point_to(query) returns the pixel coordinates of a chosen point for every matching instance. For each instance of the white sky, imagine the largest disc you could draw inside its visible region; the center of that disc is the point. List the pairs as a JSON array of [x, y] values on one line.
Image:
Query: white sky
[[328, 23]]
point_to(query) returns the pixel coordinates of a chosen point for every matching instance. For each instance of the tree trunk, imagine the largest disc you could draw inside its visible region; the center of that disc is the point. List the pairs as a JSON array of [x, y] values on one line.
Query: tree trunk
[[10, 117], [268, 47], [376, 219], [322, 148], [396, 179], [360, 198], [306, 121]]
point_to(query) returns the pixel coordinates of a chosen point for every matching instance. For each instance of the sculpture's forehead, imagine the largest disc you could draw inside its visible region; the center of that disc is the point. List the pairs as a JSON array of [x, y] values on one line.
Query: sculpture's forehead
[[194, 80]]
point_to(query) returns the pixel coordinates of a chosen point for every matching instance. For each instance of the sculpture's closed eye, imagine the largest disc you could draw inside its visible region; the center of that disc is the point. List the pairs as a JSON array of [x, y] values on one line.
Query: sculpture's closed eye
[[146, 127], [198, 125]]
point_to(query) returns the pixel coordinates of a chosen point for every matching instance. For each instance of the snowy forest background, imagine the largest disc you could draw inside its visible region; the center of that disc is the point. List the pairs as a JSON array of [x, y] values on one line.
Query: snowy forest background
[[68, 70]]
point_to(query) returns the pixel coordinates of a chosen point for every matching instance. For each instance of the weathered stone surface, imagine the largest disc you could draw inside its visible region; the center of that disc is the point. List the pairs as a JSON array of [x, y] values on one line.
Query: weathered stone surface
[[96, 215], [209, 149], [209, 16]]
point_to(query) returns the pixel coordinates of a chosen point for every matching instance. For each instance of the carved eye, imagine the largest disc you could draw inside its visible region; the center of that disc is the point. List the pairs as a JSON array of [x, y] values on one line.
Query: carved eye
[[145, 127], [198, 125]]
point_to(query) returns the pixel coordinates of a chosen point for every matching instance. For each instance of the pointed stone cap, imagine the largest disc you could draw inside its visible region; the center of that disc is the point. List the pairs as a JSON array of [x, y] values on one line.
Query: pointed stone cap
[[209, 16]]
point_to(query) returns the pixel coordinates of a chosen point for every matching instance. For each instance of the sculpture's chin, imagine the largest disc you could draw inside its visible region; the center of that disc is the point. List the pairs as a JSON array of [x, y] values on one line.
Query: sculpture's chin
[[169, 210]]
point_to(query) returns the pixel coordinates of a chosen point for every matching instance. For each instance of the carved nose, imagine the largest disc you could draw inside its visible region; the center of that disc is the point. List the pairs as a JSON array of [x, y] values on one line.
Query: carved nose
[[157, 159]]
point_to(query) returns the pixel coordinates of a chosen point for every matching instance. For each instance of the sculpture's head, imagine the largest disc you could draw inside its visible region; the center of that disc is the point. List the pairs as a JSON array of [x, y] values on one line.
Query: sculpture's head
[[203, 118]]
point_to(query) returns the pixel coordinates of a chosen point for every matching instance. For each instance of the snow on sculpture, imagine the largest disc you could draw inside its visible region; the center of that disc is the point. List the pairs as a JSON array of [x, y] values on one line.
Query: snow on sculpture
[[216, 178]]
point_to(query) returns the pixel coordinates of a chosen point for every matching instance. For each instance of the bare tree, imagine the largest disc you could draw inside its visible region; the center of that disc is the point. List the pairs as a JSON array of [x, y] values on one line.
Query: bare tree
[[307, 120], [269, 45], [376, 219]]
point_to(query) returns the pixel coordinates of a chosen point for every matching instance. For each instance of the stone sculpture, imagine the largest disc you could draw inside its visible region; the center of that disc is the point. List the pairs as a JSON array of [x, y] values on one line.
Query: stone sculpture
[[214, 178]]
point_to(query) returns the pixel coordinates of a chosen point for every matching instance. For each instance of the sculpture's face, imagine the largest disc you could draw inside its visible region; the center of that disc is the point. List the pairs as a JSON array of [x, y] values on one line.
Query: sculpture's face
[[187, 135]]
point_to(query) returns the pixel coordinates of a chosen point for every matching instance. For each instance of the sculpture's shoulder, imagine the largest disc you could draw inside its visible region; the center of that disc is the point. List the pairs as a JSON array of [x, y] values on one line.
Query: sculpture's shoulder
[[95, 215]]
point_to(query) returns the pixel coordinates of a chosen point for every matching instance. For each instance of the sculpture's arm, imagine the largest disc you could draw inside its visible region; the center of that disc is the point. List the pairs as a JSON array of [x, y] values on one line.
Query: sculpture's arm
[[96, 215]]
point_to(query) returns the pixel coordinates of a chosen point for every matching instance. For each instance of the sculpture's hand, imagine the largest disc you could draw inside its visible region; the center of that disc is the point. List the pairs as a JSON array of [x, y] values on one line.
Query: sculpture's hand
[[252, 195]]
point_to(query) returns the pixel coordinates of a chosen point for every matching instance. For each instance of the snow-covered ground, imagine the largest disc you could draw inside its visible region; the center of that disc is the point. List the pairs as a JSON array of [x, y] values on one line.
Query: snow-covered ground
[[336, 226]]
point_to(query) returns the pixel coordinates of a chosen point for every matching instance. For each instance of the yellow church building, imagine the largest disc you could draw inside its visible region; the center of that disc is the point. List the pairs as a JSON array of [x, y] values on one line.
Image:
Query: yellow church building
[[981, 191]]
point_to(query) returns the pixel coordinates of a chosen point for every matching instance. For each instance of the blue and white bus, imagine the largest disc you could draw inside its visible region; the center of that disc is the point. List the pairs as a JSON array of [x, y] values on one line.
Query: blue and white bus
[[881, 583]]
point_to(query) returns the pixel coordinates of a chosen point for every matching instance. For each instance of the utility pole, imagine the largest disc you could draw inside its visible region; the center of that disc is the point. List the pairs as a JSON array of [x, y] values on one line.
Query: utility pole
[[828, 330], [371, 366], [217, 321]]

#### Task to complete:
Can you rewrite the stretch from the line containing "sculpture's shoulder, imagine" through the line containing "[[95, 215]]", both ends included, as a Markdown table with the columns No. and Line, skipping any blank lines?

#### Written reply:
| No. | Line |
|---|---|
| 1 | point_to(query) returns the pixel coordinates of a chosen point for every matching instance. For each instance of the sculpture's shoulder, imagine the largest disc you could draw inside its visible region; the center of that disc is the point. List the pairs as a JSON array of [x, y] values on one line. |
| 2 | Query: sculpture's shoulder |
| 3 | [[95, 215]] |